WORK INSTRUCTIONS | Reproduce the part of the listing that opens with the line containing "Could you please indicate the wooden utility" and closes with the line containing "(1053, 342)", both lines included, substituting "image" for every "photograph" and leaving everything else unchanged.

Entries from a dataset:
** START **
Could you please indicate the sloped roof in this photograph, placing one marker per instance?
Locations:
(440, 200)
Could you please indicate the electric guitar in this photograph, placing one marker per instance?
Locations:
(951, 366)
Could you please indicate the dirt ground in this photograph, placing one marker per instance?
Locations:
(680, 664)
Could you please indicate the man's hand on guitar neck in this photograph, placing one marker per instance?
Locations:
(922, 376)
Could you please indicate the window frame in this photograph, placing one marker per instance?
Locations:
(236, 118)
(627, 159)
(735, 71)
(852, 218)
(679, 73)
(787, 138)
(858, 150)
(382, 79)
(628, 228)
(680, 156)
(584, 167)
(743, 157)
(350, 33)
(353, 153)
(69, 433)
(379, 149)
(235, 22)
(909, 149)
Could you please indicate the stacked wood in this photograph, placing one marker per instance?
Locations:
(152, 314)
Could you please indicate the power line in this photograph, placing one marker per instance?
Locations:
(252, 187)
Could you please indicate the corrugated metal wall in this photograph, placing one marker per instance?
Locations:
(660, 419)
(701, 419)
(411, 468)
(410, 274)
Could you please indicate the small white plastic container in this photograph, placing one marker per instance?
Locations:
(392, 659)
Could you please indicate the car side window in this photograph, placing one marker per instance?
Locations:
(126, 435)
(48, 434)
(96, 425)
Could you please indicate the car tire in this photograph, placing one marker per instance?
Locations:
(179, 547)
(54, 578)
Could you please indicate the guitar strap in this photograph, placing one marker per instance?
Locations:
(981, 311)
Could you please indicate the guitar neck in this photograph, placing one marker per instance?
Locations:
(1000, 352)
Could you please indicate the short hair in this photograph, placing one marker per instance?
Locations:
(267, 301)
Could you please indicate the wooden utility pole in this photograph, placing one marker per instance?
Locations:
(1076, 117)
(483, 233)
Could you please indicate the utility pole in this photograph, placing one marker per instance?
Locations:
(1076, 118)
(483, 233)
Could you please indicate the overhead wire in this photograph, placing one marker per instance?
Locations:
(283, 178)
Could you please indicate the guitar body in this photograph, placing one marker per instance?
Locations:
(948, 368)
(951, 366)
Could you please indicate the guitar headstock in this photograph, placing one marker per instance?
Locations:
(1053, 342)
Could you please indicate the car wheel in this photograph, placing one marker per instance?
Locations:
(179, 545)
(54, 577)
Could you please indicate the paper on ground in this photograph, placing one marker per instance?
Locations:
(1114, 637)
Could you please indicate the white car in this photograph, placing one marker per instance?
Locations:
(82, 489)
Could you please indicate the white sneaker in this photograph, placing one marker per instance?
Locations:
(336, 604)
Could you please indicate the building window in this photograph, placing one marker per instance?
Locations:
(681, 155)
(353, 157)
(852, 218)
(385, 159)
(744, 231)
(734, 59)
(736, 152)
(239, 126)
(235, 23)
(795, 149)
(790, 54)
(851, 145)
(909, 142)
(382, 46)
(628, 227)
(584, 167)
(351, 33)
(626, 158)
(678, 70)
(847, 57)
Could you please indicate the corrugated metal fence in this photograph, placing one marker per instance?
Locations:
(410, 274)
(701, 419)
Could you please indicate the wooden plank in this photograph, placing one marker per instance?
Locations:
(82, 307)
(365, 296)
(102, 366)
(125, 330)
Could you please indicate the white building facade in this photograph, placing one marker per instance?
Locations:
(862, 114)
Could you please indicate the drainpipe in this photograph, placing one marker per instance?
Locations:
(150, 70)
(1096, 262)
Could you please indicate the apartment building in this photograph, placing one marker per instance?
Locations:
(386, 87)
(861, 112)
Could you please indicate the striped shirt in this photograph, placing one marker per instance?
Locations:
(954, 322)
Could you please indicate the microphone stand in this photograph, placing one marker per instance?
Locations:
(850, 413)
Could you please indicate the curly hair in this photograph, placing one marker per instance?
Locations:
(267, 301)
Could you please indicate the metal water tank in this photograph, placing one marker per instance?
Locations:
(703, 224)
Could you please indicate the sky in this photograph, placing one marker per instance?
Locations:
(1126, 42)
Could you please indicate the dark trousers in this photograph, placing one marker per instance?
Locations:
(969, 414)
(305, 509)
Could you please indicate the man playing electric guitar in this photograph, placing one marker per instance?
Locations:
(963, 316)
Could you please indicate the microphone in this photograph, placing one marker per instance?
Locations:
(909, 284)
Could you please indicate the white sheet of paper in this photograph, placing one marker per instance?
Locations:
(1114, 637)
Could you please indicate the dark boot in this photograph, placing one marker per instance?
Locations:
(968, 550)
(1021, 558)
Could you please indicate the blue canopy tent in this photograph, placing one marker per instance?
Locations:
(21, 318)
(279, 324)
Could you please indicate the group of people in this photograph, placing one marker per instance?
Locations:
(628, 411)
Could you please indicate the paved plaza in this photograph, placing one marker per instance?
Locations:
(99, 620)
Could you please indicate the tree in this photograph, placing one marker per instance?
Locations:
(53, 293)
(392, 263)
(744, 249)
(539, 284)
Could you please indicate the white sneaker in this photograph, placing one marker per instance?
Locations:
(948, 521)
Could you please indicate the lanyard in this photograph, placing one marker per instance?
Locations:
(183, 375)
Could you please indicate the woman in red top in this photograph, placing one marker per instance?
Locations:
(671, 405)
** END **
REPLY TO THE EXERCISE |
Could you please indicate the wooden utility pole in this image, placing one marker per instance?
Locations:
(1076, 117)
(483, 233)
Could you please indicate the utility pole in this image, placing one marker per instance?
Locations:
(1076, 118)
(483, 233)
Could you please indicate the overhead wire in this image, placing one marker per instance?
Locations:
(283, 178)
Could you please indicate the guitar body in this image, placing one marker per instance?
Locations:
(948, 368)
(951, 366)
Could you please indicate the guitar headstock in this image, placing one marker per instance?
Locations:
(1053, 342)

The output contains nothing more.